### TASK INSTRUCTIONS
The answer must be every line of the data that holds the word "skyline".

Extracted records
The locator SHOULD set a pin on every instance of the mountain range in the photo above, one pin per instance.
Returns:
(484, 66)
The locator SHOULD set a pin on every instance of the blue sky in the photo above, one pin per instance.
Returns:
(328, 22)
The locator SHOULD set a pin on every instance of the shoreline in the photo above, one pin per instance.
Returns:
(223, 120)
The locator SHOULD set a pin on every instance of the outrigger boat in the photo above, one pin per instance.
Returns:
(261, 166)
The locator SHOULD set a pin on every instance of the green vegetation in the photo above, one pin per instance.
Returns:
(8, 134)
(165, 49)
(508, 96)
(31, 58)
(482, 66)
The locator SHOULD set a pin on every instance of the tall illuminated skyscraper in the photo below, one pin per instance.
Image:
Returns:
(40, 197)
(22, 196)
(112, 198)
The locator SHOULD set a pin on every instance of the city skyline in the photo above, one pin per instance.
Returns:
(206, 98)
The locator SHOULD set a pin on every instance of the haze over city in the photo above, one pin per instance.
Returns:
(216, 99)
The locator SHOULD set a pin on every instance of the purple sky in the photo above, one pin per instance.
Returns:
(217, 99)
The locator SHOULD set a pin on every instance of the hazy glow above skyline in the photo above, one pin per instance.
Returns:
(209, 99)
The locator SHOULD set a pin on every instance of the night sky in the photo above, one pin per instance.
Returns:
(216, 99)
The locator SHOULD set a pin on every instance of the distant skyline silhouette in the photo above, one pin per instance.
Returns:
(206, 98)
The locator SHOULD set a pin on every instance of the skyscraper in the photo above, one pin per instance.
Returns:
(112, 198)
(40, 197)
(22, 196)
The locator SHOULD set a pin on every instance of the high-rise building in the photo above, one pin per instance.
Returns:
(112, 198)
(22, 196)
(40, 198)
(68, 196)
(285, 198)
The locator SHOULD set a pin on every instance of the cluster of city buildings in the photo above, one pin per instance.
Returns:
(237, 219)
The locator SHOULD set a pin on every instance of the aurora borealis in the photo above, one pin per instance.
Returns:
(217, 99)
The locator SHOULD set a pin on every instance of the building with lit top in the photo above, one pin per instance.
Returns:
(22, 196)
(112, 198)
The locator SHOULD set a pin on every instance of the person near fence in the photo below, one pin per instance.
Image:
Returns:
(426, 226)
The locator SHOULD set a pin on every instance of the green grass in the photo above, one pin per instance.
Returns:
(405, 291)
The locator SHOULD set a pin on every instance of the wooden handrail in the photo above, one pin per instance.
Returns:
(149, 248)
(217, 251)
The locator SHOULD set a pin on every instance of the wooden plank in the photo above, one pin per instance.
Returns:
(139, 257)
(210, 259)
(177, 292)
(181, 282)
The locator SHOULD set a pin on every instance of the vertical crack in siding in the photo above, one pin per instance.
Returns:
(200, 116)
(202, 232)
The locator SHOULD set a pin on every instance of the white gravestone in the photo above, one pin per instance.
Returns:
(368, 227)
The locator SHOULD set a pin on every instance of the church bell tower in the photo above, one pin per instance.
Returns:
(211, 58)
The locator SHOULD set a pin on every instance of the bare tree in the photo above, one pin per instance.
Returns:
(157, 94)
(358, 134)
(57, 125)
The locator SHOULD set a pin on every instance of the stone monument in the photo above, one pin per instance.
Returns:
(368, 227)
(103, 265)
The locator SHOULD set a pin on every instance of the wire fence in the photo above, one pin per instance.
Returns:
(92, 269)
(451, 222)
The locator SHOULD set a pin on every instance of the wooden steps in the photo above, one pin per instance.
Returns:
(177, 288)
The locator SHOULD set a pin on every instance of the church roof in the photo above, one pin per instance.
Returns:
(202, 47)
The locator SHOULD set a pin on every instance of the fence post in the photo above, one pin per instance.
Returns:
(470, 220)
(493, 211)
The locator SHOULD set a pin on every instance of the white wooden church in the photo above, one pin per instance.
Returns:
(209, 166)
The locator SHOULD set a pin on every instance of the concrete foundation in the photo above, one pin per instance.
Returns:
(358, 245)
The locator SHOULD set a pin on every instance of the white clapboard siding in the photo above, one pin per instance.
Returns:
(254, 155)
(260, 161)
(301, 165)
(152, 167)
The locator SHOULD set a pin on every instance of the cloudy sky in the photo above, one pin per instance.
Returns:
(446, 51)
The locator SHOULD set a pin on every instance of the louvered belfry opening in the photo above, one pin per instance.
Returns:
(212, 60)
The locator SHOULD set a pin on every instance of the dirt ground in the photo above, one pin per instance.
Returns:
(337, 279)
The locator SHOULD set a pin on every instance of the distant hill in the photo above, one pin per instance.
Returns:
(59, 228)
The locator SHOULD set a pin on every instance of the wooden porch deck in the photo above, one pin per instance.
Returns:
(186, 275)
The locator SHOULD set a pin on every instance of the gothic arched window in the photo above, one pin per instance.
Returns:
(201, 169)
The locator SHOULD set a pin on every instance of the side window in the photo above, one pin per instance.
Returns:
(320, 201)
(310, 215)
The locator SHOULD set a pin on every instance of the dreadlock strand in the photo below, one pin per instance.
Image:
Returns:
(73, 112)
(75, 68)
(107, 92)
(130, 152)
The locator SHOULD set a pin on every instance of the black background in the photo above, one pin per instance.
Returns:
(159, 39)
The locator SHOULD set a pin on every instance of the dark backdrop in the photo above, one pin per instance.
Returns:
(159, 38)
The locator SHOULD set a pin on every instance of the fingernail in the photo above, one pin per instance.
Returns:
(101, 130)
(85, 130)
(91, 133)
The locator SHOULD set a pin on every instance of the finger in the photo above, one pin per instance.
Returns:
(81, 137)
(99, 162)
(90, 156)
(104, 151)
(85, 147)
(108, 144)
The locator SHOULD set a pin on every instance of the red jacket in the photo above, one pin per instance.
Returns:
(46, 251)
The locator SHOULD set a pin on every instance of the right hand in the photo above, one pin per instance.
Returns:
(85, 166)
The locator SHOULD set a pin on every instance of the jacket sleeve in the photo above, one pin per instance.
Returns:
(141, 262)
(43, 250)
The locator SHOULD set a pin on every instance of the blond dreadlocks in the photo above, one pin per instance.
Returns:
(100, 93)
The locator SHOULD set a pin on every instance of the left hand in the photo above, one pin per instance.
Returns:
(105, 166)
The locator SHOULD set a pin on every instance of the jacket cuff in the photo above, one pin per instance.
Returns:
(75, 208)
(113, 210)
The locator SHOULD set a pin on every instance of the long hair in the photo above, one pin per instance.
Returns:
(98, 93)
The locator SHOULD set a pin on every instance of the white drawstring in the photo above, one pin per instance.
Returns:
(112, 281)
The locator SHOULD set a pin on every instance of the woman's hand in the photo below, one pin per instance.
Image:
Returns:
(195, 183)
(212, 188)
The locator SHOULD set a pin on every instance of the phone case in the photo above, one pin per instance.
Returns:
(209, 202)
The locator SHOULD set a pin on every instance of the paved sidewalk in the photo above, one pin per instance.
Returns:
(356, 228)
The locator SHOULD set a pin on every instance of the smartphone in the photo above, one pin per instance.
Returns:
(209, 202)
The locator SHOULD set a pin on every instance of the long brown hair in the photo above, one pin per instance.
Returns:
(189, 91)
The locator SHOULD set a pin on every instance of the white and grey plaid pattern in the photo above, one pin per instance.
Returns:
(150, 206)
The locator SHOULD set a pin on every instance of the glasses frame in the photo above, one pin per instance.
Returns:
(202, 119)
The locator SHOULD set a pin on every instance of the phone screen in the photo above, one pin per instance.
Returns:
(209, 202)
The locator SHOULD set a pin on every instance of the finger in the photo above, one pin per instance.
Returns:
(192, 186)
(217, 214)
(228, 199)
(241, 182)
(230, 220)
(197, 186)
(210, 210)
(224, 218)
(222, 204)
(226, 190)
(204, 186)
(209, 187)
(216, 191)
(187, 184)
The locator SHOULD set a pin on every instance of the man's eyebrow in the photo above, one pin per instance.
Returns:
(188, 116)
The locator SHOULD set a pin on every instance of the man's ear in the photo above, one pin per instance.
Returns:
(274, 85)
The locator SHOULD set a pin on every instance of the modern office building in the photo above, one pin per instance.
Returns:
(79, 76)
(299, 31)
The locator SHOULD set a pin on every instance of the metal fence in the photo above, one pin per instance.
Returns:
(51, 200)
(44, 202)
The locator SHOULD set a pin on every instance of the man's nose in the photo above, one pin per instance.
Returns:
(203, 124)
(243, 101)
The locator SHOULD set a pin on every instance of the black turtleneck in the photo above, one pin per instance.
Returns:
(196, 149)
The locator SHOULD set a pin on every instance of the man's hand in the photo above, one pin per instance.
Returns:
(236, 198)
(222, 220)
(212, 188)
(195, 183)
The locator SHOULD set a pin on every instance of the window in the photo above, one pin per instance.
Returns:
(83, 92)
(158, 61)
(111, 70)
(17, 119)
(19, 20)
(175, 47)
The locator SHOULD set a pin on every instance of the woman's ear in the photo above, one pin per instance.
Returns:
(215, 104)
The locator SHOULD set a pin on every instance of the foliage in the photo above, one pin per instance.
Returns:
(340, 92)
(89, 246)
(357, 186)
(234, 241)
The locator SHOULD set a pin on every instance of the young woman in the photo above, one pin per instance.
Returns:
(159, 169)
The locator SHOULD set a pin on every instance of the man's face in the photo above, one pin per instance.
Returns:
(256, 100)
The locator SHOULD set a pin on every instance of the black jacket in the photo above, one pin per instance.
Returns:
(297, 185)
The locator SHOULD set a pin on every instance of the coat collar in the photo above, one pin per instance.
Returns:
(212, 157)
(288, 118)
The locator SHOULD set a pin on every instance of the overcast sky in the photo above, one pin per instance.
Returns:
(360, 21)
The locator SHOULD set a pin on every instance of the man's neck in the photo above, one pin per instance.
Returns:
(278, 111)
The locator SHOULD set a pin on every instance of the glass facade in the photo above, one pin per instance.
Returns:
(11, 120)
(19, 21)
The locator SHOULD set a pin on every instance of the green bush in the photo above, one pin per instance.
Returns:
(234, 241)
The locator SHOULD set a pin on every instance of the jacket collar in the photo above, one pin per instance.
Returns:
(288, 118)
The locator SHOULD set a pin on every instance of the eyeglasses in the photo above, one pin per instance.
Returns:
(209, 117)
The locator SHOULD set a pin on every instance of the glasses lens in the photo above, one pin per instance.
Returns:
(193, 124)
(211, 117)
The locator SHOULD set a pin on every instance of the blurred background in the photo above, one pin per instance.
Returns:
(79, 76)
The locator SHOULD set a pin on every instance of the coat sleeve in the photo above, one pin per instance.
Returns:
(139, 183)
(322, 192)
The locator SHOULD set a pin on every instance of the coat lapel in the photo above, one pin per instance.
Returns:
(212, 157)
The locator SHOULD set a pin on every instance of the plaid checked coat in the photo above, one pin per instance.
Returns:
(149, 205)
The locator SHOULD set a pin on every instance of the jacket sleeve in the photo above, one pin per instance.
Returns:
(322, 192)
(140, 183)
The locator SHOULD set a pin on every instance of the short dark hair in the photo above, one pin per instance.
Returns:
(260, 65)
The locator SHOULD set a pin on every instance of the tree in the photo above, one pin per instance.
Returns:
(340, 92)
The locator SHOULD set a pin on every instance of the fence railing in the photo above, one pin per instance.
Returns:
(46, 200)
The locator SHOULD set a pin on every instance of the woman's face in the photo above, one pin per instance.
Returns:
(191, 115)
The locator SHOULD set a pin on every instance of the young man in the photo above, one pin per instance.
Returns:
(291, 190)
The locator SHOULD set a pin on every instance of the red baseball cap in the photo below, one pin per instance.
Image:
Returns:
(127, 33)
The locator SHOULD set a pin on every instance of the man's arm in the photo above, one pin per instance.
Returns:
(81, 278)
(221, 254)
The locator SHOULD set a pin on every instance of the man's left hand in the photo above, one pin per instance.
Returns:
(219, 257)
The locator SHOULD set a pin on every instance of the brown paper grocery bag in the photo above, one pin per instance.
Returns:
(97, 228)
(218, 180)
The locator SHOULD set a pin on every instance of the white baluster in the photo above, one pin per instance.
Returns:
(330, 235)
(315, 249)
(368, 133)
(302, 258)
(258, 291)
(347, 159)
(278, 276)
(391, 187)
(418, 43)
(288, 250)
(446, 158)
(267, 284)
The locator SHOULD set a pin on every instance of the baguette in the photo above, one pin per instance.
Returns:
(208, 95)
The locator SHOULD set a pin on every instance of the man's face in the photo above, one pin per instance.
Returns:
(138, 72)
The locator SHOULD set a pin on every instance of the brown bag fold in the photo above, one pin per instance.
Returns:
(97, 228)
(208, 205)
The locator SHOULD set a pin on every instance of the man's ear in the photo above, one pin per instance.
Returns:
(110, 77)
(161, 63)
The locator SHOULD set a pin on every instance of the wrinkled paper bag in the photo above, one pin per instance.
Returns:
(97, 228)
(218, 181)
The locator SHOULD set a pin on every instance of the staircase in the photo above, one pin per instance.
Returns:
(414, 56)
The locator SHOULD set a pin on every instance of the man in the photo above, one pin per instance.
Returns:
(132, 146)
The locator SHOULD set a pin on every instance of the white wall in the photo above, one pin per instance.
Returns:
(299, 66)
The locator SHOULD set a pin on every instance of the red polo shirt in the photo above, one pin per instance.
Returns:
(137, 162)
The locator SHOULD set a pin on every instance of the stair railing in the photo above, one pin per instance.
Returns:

### WRITTEN ANSWER
The locator SHOULD set a pin on every instance of the city skyline in the photo above, one pin per instance.
The locator SHOULD set a pin on every instance of the hazy glow above skyline in the photo above, one pin per instance.
The locator SHOULD set a pin on every instance of the distant skyline silhouette in the photo above, one pin per instance.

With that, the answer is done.